[Provided passage]

I listen to two US sources, along with the national news here in Canada too.

I’ve been listening to Michael Moore and his podcast since before Christmas, when his main goal was to fight to get #45 out of office. It’s become something else now that most of us couldn’t have seen coming.

I’ve been listening to Rachel Maddow and in her most recent episode, she ended the show by announcing the death of an NBC colleague who lost his life to covid-19 and she lost control and became choked up as she said it.

Most of us aren’t that close to this yet, but who knows what the next weeks and months could bring upon us all.

Panic. Don’t panic. Panic. Don’t panic.

I am one who learned about this coronavirus with a slow dawning, a realization that’s just now beginning to scare me. It was only end of January that I was still relatively oblivious and planning an adventure to walk the Thames River Path in England. This new reality hit me soon after.

Since then, I’ve been around some people, but I now feel the instinct to totally isolate from all people.

Every time I send someone out to run an errand for me, they could potentially pick up this virus themselves. Should I stop this, for their sakes and mine?

I get paranoid with germs (for years) and now. Where are they? How close by are they? Which surface are they living on?

I’ve been cushioned here in my town, in my county, but reality inches ever nearer. I listen to accounts from doctors and nurses who are already seeing emergency rooms and ICU’s full of the sick, numbers then reported on the nightly news and 24/7 online.

I take deep breaths, sitting here and when I step outside, the now spring air streaming into my lungs as I go out with my dog.

I went for a walk, fell and twisted my ankle and skinned my knee, but I got back up again and kept walking. I wanted to feel myself, moving through the world, grateful I am still well.

I went to a medical appointment and it was a breeze compared to how it usually is. The doctor and his pain clinic moved out of the hospital setting and into a recently abandoned medical practise next door. I was in and out, no waiting in a waiting room with a dozen other people, but straight in to the room, after I’d been given a mask to wear. I haven’t worn one since being on dialysis back in the late 90’s.

I sanitized my hands and got my nerve block injections for my headaches, that I’ve been receiving for almost a year now.

I questioned whether I should have gone there, gone out at all, but things moved along so quickly because many patients did decide to cancel.

I worry for my parents. They aren’t in the highest risk group, but they are over sixty.

I worry about my sister, doing her work in the midst of this time of year which is tax season, ever so slightly delayed like school and everything else.

I worry for my brother-in-law who works in a factory.

I worry about my older brother who needs to go into work to support his family.

[/Provided passage]

Tasks to carry out =>
- A) Translate this sentence from the coronavirus passage into Spanish: "I worry for my brother-in-law who works in a factory."
- B) List every family member or group of family members that the writer of the coronavirus passage says they worry about.
- C) Continue the coronavirus passage in the same first-person voice, starting after its last sentence.

[Supplied information]

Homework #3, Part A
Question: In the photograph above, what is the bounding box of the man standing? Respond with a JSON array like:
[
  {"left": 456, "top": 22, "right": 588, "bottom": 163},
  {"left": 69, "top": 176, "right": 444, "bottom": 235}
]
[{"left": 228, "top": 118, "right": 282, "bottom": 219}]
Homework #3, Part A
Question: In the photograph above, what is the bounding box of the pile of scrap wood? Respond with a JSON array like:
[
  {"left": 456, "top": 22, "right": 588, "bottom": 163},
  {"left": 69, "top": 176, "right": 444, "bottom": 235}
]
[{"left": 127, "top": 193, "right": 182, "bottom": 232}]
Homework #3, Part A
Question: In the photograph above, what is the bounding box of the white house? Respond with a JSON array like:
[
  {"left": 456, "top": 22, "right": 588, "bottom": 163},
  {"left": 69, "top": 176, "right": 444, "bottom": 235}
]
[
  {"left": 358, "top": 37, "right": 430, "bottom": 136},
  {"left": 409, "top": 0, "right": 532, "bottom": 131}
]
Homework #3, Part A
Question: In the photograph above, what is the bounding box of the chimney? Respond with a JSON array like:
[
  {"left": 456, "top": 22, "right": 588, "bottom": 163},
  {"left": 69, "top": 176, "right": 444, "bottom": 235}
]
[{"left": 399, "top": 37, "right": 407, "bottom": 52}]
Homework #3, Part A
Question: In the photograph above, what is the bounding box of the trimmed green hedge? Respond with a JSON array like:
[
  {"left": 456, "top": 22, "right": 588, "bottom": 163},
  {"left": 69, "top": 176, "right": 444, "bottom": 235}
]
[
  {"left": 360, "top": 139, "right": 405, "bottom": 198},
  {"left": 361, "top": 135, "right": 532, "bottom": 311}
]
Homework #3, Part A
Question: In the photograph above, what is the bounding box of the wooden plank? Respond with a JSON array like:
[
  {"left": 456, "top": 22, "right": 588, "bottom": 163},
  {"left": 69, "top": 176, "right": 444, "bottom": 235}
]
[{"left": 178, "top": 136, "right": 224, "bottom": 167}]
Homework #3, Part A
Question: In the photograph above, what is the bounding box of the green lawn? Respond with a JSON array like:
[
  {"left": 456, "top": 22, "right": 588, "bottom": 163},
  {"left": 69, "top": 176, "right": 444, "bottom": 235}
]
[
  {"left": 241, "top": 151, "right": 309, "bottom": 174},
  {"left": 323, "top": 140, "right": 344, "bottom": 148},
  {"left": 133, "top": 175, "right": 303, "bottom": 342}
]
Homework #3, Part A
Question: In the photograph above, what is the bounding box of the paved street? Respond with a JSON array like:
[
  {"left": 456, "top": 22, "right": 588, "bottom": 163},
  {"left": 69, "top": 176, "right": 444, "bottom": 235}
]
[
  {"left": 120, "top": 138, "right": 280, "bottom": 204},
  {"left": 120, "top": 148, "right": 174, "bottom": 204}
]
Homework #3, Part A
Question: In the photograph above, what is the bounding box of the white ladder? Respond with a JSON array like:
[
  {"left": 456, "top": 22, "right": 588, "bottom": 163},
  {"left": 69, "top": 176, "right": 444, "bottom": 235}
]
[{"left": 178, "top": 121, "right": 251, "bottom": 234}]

[/Supplied information]

Answers for the exercise =>
- A) Me preocupa mi cuñado, que trabaja en una fábrica.

- B)
- The writer's parents
- The writer's sister
- The writer's brother-in-law
- The writer's older brother

- C)
I worry for my younger brother who had a kidney transplant in 2013 and who has had other medical issues, before and since then. He and I are both immunosuppressed, not currently on dialysis or a cancer patient receiving chemotherapy, but I don’t know how this new strain of virus might act if either one of us were to catch it. I’ve never had pneumonia and the idea of basically drowning when the lungs are overloaded is terrifying.

I worry for my sister who has asthma and her husband who is a type one diabetic, who just recently recovered from mono. They have two young children and I’m only thankful that my nieces and nephews are at much lower risk of contracting this.

My father and mother work still, front line workers really, as she works in a group home and taking care of vulnerable people and he takes people in wheelchairs where they need to go in his specialized cab.

Here in Canada we have a wonderful healthcare system, but we see what’s happening in Italy and we must learn all we can. I feel better sometimes, most of the time, hearing the news here in Canada and feeling I’m safest here when compared to anywhere else, but things can keep getting worse with every case reported and all the ones that aren’t quite yet.

This is not at all how I saw 2020 playing out.

I had a friend who was traveling and another who’s about to. I can’t do much about that, but I still worry. So many who would have not gone and those still trying to get back home.

I have an old friend, from childhood, who moved to Ireland for medical school and is now a doctor there. I don’t know how much risk she’s at since all this, but I keep track of the news of this virus out of that country too.

I can’t control any of this and the last thing I wanted to do was see this happening, but we’ve been warned of a possible pandemic to come. Well it’s here, sweeping across the globe bringing with it waves of destruction and instability.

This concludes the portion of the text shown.